Change "Query" to "Target" in the lines starting with the line containing "Pick out the small side" and going on through the line containing "x=598, y=325". Give only those lines, with everything else left as it is.

···

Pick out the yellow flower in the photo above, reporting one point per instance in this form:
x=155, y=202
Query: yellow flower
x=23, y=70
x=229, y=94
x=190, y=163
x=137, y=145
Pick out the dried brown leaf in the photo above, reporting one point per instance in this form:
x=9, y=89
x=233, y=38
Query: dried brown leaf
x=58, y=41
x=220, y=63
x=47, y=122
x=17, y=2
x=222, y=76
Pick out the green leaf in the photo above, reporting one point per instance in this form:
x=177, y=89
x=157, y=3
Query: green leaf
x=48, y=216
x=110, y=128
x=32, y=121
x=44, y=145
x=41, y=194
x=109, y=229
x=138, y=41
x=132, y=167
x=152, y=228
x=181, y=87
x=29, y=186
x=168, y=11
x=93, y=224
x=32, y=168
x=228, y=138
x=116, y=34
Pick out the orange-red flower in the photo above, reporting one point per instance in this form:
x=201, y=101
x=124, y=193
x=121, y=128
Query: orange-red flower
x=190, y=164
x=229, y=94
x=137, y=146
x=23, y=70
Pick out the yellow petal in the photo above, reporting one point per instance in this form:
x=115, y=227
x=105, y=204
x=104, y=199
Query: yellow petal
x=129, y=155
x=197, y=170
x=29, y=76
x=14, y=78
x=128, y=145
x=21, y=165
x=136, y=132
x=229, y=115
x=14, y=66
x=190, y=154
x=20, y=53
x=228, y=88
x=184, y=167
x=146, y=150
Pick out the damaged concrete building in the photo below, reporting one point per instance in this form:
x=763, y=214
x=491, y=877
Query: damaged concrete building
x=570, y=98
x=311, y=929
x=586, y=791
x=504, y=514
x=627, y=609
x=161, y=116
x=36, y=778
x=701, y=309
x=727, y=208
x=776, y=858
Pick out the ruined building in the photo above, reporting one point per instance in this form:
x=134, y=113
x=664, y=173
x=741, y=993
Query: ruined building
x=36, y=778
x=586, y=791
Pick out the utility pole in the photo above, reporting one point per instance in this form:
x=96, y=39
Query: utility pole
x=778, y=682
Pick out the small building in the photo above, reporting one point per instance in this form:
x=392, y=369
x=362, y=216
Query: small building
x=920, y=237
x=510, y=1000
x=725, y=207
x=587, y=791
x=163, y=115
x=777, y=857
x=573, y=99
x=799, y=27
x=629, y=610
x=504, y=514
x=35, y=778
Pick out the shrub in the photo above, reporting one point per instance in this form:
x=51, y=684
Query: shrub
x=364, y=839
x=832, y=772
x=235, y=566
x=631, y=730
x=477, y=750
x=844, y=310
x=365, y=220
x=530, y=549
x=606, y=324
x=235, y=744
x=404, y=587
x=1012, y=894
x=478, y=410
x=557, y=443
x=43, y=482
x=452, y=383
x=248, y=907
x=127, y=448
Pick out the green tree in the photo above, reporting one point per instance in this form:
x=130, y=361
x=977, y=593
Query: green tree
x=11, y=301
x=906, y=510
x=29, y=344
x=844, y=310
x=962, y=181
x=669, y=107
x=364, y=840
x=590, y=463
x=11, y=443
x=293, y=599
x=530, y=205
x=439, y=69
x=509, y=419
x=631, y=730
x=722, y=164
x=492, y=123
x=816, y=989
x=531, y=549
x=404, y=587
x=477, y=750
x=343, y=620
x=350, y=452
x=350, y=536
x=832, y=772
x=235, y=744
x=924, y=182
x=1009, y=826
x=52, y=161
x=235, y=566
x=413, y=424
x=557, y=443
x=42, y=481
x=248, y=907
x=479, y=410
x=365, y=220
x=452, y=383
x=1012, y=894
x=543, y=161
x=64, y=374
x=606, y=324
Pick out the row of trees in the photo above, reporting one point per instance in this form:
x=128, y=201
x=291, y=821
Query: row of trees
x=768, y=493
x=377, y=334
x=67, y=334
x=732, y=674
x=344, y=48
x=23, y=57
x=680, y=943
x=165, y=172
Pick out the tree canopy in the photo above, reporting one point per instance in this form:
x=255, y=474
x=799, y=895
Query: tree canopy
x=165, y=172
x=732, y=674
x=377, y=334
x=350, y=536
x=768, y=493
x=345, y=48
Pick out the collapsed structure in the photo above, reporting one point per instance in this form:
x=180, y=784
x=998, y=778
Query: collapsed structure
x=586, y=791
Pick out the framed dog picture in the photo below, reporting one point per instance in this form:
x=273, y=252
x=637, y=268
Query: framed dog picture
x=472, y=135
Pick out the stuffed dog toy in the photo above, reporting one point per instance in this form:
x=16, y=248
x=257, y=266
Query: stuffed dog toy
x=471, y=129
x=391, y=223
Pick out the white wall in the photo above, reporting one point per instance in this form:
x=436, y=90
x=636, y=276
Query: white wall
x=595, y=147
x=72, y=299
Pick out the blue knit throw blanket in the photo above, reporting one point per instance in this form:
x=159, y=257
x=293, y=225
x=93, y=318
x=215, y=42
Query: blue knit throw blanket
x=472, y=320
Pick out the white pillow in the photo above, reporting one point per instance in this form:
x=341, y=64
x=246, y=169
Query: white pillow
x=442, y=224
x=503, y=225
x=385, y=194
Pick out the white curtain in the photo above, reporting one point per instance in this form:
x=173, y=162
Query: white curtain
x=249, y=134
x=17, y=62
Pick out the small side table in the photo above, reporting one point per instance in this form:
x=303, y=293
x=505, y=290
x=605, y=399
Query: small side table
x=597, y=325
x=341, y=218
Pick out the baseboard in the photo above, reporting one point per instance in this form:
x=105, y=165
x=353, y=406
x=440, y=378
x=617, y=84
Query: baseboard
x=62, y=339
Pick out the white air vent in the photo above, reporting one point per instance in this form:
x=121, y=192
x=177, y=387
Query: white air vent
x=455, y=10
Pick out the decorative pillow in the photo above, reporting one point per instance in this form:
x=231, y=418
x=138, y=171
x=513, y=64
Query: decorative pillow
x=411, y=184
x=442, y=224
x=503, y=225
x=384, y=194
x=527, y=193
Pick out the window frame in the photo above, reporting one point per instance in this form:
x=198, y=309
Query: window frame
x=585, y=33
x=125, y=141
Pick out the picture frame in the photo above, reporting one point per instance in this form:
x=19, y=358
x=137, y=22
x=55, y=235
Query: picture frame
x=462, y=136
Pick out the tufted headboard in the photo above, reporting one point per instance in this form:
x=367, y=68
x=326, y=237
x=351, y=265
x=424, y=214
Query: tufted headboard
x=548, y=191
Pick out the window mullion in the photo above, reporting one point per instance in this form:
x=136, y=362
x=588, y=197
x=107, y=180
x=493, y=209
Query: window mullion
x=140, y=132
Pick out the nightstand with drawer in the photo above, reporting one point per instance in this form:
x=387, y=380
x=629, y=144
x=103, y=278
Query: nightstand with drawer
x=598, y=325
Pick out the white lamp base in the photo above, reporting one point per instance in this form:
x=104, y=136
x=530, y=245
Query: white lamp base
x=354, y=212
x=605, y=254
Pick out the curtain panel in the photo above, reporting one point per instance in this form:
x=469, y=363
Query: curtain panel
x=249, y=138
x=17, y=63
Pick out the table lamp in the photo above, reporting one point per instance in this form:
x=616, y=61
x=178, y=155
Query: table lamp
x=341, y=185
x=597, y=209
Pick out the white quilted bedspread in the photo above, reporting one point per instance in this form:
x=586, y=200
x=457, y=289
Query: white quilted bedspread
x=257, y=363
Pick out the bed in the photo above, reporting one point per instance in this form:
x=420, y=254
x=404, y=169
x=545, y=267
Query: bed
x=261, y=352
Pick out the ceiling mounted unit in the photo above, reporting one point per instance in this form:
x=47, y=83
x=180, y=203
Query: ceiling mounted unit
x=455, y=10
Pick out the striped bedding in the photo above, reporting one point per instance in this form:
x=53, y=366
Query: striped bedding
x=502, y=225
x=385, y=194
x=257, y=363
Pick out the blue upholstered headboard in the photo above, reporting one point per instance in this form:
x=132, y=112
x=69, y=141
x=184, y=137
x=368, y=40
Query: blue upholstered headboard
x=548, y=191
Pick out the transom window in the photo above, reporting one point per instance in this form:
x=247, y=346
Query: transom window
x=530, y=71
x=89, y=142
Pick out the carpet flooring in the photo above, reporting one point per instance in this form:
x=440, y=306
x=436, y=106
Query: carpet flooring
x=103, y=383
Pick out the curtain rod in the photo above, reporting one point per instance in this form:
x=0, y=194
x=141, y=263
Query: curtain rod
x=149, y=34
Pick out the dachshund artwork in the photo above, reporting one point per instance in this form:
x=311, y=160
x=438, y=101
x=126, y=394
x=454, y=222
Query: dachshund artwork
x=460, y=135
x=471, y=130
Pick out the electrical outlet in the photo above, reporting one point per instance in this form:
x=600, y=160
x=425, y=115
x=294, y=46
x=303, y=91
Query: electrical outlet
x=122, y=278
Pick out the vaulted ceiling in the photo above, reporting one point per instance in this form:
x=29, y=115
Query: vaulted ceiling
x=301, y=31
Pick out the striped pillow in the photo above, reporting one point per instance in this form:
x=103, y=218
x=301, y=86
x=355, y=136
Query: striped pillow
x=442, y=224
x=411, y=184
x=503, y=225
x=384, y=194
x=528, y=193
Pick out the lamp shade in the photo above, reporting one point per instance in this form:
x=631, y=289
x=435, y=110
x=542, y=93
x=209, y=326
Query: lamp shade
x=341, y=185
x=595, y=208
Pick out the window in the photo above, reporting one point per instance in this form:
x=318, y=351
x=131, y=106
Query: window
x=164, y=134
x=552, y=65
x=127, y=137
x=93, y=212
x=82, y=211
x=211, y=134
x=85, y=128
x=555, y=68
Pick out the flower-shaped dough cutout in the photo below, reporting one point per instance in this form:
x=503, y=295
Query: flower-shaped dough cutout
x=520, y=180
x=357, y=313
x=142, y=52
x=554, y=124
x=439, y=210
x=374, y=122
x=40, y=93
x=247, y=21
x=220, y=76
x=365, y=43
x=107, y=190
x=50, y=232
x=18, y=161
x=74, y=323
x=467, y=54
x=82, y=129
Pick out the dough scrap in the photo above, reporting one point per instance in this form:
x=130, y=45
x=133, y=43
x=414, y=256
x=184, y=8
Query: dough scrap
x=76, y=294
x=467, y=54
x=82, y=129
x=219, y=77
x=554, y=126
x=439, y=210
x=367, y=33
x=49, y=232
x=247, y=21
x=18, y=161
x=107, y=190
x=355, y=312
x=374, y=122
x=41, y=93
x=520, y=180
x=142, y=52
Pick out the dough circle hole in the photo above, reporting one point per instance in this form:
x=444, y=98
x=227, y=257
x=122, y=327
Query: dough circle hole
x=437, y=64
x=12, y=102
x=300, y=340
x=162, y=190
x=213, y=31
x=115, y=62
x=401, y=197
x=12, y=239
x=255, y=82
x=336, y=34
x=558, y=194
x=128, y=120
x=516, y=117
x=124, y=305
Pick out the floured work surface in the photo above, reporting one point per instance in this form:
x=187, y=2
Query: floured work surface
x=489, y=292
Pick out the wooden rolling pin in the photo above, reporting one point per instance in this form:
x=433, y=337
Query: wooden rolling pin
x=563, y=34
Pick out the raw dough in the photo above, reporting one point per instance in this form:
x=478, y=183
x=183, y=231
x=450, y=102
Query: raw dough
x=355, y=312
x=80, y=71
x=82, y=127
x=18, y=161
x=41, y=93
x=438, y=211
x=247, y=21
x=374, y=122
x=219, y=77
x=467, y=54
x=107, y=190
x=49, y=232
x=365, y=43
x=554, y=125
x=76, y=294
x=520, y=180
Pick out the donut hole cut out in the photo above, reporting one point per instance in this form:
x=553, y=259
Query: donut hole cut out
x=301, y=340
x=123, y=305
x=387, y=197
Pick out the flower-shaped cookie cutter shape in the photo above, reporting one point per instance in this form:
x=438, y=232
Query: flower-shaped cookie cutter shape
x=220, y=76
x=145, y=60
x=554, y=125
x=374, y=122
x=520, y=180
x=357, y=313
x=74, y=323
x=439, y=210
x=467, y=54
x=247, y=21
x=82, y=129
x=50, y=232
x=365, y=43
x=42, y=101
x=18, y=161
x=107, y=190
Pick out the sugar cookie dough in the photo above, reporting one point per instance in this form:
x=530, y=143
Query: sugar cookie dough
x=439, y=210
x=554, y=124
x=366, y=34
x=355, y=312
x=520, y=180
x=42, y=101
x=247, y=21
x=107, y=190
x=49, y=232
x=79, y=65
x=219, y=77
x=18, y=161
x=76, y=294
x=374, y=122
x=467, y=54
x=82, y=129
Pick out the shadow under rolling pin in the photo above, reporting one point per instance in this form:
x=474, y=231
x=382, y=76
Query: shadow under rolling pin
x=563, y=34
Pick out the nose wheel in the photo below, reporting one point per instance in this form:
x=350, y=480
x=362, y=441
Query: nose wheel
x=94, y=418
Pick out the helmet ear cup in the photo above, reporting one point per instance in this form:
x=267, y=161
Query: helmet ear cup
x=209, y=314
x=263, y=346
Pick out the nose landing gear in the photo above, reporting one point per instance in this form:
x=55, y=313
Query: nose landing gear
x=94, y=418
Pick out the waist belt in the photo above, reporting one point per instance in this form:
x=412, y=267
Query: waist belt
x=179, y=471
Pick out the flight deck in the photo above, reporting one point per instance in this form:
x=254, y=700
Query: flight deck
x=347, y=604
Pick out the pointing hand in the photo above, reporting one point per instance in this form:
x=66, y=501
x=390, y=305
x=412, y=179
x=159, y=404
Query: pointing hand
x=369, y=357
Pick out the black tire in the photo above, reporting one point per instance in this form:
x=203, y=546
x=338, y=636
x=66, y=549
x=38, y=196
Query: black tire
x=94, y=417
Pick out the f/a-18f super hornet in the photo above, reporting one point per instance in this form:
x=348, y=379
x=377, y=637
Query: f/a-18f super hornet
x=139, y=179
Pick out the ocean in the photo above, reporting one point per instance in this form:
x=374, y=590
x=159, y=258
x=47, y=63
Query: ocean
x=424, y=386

···

*Reply:*
Pick out the small side table in the photo above, reporting one point per instance in this form:
x=303, y=293
x=505, y=290
x=605, y=399
Target: small side table
x=597, y=325
x=341, y=218
Pick out the baseboard in the photo above, reporting one point per instance in this form:
x=105, y=165
x=353, y=406
x=440, y=378
x=617, y=84
Target: baseboard
x=62, y=339
Pick out the white air vent in the photo above, reporting one point per instance in this form:
x=121, y=192
x=177, y=387
Target: white air vent
x=455, y=10
Pick out the decorative pillow in the photo above, reporting one point per instance in this form:
x=231, y=418
x=138, y=171
x=513, y=64
Target: decorative pillow
x=411, y=184
x=442, y=224
x=503, y=225
x=384, y=194
x=527, y=193
Pick out the window frame in the photo above, reporting one point per instance in this form:
x=198, y=309
Target: window frame
x=585, y=33
x=125, y=141
Pick out the picture frame in the photo above, reporting one point per instance in this form:
x=19, y=358
x=137, y=22
x=55, y=235
Target: picture frame
x=462, y=136
Pick out the tufted headboard in the photo above, reporting one point per instance in this form:
x=367, y=68
x=326, y=237
x=351, y=265
x=424, y=214
Target: tufted headboard
x=548, y=191
Pick out the window mullion in the photo above, reporting one point per instance in this form:
x=136, y=362
x=588, y=197
x=107, y=180
x=493, y=209
Target: window mullion
x=140, y=132
Pick out the nightstand with drawer in the photo above, reporting one point per instance in this form:
x=387, y=380
x=629, y=144
x=103, y=278
Target: nightstand with drawer
x=598, y=325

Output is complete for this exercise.